[Records for pointing at named objects]
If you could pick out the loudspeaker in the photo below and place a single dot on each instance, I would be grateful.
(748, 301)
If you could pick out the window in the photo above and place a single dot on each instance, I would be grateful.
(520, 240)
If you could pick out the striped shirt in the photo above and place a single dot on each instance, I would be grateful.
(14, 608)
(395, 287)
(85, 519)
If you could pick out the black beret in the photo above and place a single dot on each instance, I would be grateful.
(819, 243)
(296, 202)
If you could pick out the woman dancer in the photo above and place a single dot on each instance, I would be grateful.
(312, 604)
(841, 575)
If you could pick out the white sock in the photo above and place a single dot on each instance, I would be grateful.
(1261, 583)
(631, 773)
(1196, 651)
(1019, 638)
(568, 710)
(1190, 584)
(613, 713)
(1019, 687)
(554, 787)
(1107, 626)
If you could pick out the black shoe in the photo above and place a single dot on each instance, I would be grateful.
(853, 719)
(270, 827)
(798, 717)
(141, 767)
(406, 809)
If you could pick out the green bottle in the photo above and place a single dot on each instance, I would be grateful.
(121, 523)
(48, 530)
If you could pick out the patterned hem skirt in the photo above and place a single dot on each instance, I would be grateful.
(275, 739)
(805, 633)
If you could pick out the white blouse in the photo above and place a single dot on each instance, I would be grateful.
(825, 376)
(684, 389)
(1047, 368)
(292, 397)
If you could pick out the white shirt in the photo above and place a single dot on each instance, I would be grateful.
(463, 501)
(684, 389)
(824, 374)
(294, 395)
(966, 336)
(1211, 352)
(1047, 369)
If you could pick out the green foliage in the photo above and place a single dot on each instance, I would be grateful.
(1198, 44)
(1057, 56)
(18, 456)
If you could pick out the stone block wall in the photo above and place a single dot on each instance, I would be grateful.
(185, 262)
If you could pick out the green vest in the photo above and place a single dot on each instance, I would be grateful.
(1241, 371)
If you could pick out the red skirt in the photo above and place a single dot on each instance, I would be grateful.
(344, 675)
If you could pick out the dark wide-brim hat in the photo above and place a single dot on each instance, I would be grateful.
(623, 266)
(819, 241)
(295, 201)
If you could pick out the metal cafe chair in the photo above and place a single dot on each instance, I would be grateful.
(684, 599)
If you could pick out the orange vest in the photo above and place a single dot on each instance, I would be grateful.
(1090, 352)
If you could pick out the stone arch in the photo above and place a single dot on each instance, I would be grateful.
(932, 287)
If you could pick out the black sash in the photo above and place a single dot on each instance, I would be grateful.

# [Short task]
Render the records above as a JSON list of strings, with one string for each line and no entries for blank lines.

# [Solution below]
[
  "If you could pick out the loudspeaker in the photo below and place a single dot on each instance, I would be grateful.",
  "(748, 301)",
  "If you could pick out the window in the photo above and place a single dot on each instance, I would be grateful.",
  "(520, 240)",
  "If you could pick out the striped shirt in the photo above and place a single dot on each instance, I would be grateful.",
  "(14, 608)",
  "(395, 287)",
  "(85, 519)",
  "If you could pick out the black beret in the photo above and place a single dot on each instance, I would be grateful.",
  "(819, 243)",
  "(296, 202)",
  "If you could pick out the woman dancer in the photo above and place a single dot on each instance, I would be grateful.",
  "(312, 604)",
  "(841, 575)",
  "If you could pick out the white sock in the photo above and place a single dot on each instance, I would be grateful.",
  "(1261, 583)",
  "(631, 773)",
  "(1196, 651)",
  "(1019, 638)",
  "(568, 710)",
  "(1190, 584)",
  "(613, 713)",
  "(1019, 687)",
  "(554, 787)",
  "(1107, 626)",
  "If you could pick out the black shoe in the photo above and place a single dot on each instance, I would be grateful.",
  "(853, 719)",
  "(270, 827)",
  "(798, 717)",
  "(141, 767)",
  "(406, 809)",
  "If you could pick out the green bottle in the photo above and place a single dot on each instance, I would be grateful.",
  "(121, 523)",
  "(48, 530)",
  "If you could pick out the patterned hem skirt in the photo above and place a single dot on each instance, I would be grateful.",
  "(275, 739)",
  "(805, 633)",
  "If you could pick out the white blouse in the photo above and place a single dot on each instance, I would be grateful.",
  "(825, 376)",
  "(684, 389)",
  "(1047, 368)",
  "(292, 397)",
  "If you could pick out the white shirt in the photo above and place a single dot on each instance, I would be grateful.",
  "(463, 501)",
  "(684, 389)",
  "(824, 374)",
  "(294, 395)",
  "(966, 336)",
  "(1211, 352)",
  "(1047, 369)",
  "If you could pick out the green foliage in the photo above and place a single dot on each instance, I would be grateful.",
  "(1198, 44)",
  "(1057, 56)",
  "(18, 456)",
  "If you could pick out the stone block wall in the photo above and place a single dot on each instance, I would be grateful.",
  "(185, 262)",
  "If you could pick out the green vest in the photo above and place a single dot on each instance, I would be grateful.",
  "(1241, 371)",
  "If you could pick out the red skirt in the photo above and place a single dot on each instance, I would be grateful.",
  "(344, 675)",
  "If you could pick out the dark wide-brim hat in the photo above and place a single dot on each instance, I would be grateful.",
  "(623, 266)",
  "(819, 241)",
  "(295, 201)",
  "If you could pick out the metal cafe chair in the photo above and place a single dot on each instance, I would be grateful.",
  "(684, 599)",
  "If you could pick out the orange vest in the photo above and place a single dot on each instance, I would be grateful.",
  "(1090, 352)",
  "If you could pick out the stone arch in the photo above and place a single dot on each instance, I would be grateful.",
  "(932, 287)",
  "If you could pick out the black sash in the photo above and place a single dot on each instance, I would be grateful."
]